Task objective>
Locate each line in the rows below that contains the string "target" and copy those lines out. Letter case must match.

Records from a collection
* * * * * * * * *
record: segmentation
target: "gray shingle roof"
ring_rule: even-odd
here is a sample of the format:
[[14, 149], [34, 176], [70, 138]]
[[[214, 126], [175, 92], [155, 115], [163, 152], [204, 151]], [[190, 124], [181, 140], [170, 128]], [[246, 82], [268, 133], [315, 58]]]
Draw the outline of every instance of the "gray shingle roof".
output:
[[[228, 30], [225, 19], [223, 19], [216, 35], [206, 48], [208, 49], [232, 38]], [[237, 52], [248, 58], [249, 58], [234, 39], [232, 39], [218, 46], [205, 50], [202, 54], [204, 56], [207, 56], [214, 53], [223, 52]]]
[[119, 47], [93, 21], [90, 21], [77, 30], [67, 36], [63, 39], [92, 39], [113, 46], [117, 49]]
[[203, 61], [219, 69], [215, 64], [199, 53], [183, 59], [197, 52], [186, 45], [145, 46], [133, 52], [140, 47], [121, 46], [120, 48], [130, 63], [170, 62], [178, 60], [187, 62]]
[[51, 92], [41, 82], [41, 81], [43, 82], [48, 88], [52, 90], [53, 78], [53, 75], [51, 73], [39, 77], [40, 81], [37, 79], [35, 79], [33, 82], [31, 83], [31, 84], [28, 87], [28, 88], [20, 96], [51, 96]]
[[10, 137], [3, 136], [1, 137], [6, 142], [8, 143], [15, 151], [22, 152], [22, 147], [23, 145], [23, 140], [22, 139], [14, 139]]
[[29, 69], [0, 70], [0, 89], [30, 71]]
* * * * * * * * *
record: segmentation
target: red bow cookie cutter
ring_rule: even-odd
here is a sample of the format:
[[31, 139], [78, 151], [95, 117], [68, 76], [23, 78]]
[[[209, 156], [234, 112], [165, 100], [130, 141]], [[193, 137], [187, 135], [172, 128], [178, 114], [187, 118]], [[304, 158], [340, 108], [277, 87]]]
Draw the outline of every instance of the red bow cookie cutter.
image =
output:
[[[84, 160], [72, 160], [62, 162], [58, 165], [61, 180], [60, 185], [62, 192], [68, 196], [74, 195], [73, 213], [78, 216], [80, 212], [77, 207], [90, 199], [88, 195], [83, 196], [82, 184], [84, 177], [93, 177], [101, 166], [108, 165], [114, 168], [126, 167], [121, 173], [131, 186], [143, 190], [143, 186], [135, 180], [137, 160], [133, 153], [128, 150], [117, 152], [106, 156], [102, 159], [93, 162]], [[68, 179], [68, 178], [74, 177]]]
* * * * * * * * *
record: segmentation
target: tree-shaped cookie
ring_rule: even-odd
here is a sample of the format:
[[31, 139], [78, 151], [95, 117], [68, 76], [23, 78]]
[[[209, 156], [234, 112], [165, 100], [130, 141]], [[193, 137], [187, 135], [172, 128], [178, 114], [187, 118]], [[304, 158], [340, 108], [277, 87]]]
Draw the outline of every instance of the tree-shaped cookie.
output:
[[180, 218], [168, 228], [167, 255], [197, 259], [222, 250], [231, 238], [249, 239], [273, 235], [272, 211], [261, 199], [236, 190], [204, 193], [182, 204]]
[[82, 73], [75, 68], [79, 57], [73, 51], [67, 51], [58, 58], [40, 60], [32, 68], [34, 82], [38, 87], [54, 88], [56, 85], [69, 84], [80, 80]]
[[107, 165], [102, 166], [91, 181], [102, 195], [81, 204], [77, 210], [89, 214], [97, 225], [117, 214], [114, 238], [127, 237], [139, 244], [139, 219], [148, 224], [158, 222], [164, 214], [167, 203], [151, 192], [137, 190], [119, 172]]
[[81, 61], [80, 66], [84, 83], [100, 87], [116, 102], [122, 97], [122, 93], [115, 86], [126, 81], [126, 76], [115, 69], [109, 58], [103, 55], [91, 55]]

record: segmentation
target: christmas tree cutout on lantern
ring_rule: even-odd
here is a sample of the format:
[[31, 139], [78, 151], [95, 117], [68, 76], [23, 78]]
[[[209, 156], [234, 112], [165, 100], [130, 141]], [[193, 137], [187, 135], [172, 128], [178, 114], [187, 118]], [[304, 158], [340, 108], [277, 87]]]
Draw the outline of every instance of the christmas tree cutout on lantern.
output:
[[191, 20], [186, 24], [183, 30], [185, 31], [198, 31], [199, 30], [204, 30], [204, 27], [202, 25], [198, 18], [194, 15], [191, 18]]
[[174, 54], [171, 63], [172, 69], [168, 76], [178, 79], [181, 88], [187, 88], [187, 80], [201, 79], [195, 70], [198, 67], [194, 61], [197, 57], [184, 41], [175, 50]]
* * * * * * * * *
Result of the exercise>
target: "gray shingle roof"
target: red bow cookie cutter
target: tree-shaped cookie
target: christmas tree cutout on lantern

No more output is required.